## Selected text
*** Begin section ***
Vestigial Organs Have a Function: to Smear Creationism
51; Are there body parts you could live without? Sure; people get by without fingers, teeth, legs, or even brains (figuratively speaking). Some people think this is proof of evolution. New Scientist, rather than showing how new organs and structures could arise by mutation and natural selection, listed “five things humans no longer need” as evidence for Darwin’s theory.
Laura Spinney’s article resurrects the “vestigial organs” argument for evolution, which “has come under attack from creationists anxious to deny that vestigial organs (and hence evolution) exist at all.” Her list includes: (1) the vomeronasal organ, (2) goose bumps, (3) Darwin’s point (on the outer ear), (4) the tail bone (or coccyx), and (5) wisdom teeth. Each of these structures, she argues, give evidence of animal ancestry and not creation.
Incidentally, Spinney did confess that “Probably the most famous example,” the appendix, may have dropped off the list. She said “it is now an open question whether the appendix is really vestigial.” An entry posted here on 10/06/2007 showed how the appendix may cultivate normal flora for the gut. The article suggested a similar function may be found for the tonsils – another erstwhile vestigial organ. Spinney also was equivocal about goose bumps; they “may have taken on a minor new role,” like signalling emotions or heightening the pleasure of listening to beautiful music.
So here we have a fine thing; evolutionists using the loss of something as evidence that humans had bacteria ancestors. Tell us how to get an ear, teeth, a spine, skin and a nose in the first place before picking at little bits to call useless.
*** End section ***
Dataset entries
*** Begin section ***
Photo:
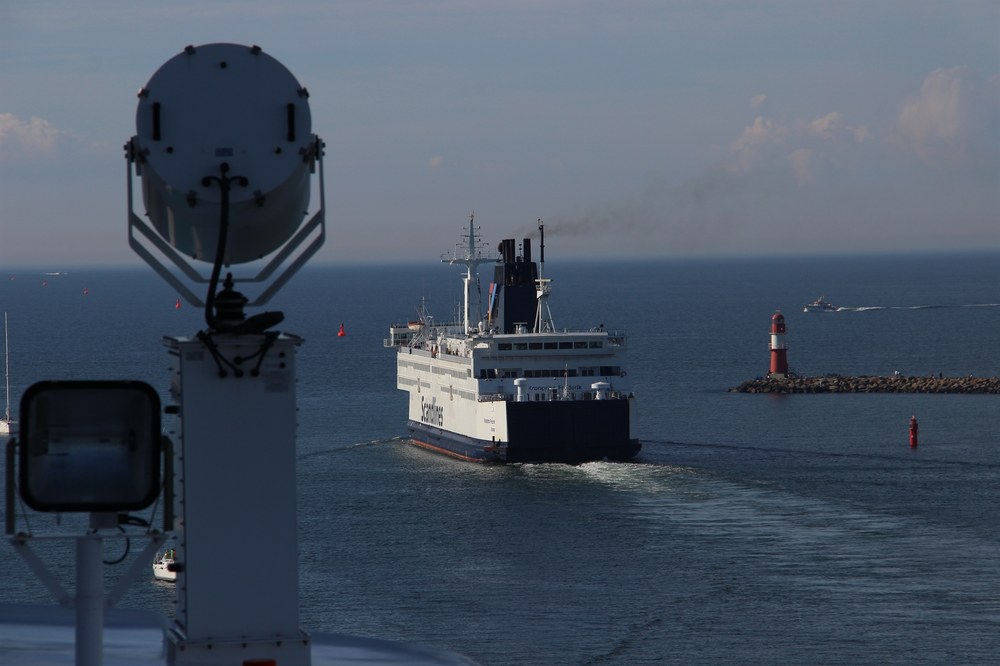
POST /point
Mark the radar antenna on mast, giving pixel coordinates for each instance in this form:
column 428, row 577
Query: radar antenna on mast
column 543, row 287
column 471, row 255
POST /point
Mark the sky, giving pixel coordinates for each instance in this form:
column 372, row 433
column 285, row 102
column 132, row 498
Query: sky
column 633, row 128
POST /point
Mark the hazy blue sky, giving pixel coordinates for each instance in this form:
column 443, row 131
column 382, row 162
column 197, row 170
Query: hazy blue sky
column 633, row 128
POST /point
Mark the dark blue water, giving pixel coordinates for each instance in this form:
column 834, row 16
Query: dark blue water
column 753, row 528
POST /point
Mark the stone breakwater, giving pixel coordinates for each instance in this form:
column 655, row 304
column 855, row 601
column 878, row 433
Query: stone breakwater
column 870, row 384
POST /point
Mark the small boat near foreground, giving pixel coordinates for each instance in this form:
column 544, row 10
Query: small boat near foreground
*** End section ***
## What this exercise asks
1. Translate this sentence from the article on vestigial organs into Spanish: "Some people think this is proof of evolution."
2. From the article on vestigial organs, write out the passage that begins at the words "Laura Spinney’s article" and stops after "and not creation.".
The rows have no connection to the article on vestigial organs.

## Task-by-task solutions
1. Algunas personas piensan que esto es una prueba de la evolución.

2.
Laura Spinney’s article resurrects the “vestigial organs” argument for evolution, which “has come under attack from creationists anxious to deny that vestigial organs (and hence evolution) exist at all.” Her list includes: (1) the vomeronasal organ, (2) goose bumps, (3) Darwin’s point (on the outer ear), (4) the tail bone (or coccyx), and (5) wisdom teeth. Each of these structures, she argues, give evidence of animal ancestry and not creation.